EXTRACT TO READ —
# Marriott Grand Cayman



## gailo (Mar 6, 2011)

I know it is not a timeshare - but using Marriott points to stay there later this year. Has anyone seen this hotel? Hoping to use public transport except for maybe a one day rental for a tour. Restaurants nearby??


----------



## ilene13 (Mar 7, 2011)

gailo said:


> I know it is not a timeshare - but using Marriott points to stay there later this year. Has anyone seen this hotel? Hoping to use public transport except for maybe a one day rental for a tour. Restaurants nearby??



We stayed there about 5 years ago--Marriott had just taken it over from Ramada.  I hope they have renovated it--it was so bad Marriott gave me my points back.


----------



## lobsterlover (Mar 7, 2011)

I just booked a night there on priceline for the end of March. It has excellent reviews on Trip Advisor.


----------



## mclyne (Mar 7, 2011)

We have stayed  at the Marriott twice. Once the beach was beautiful and once there was no beach!! It had washed away during a storm. If having a beach front is important to you, I would call the hotel and ask.


----------



## Keep Traveling (Mar 7, 2011)

They have all you can eat lobster for 50 Cayman dollars on Wednesday.

KT


----------

WORK INSTRUCTIONS —
a) In the thread about the Marriott Grand Cayman, what does the hotel charge for all-you-can-eat lobster, and on which day?
b) Write out the passage of the Marriott Grand Cayman thread starting at "## ilene13 (Mar" and ending at "my points back.", swapping "renovated" for "remodeled".

MATERIAL PROVIDED —
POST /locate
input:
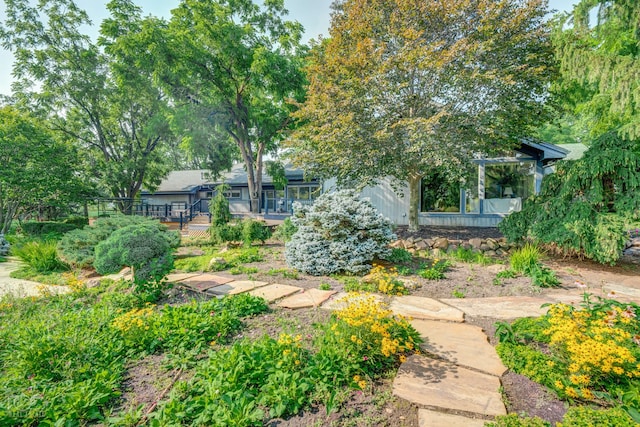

ANSWER LIST —
a) 50 Cayman dollars, on Wednesday.

b)
## ilene13 (Mar 7, 2011)

gailo said:


> I know it is not a timeshare - but using Marriott points to stay there later this year. Has anyone seen this hotel? Hoping to use public transport except for maybe a one day rental for a tour. Restaurants nearby??



We stayed there about 5 years ago--Marriott had just taken it over from Ramada.  I hope they have remodeled it--it was so bad Marriott gave me my points back.